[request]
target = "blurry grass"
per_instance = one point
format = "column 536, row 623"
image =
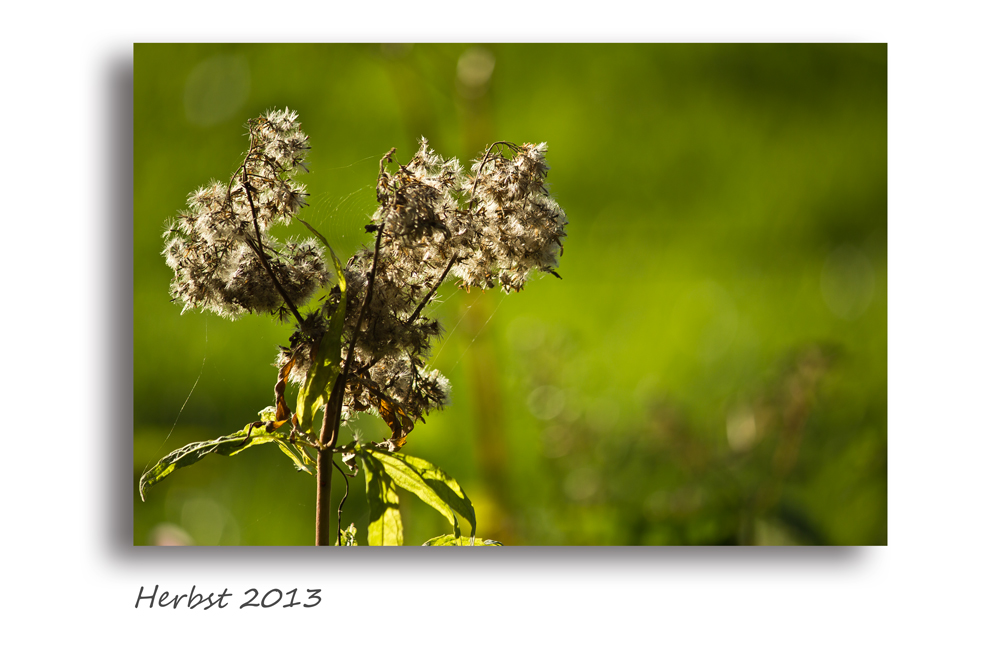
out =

──────────

▶ [EXERCISE PROMPT]:
Reproduce every entry above line for line, but leave out the picture.

▶ [WORKED SOLUTION]:
[request]
target = "blurry grass"
per_instance = one point
format = "column 536, row 623"
image =
out =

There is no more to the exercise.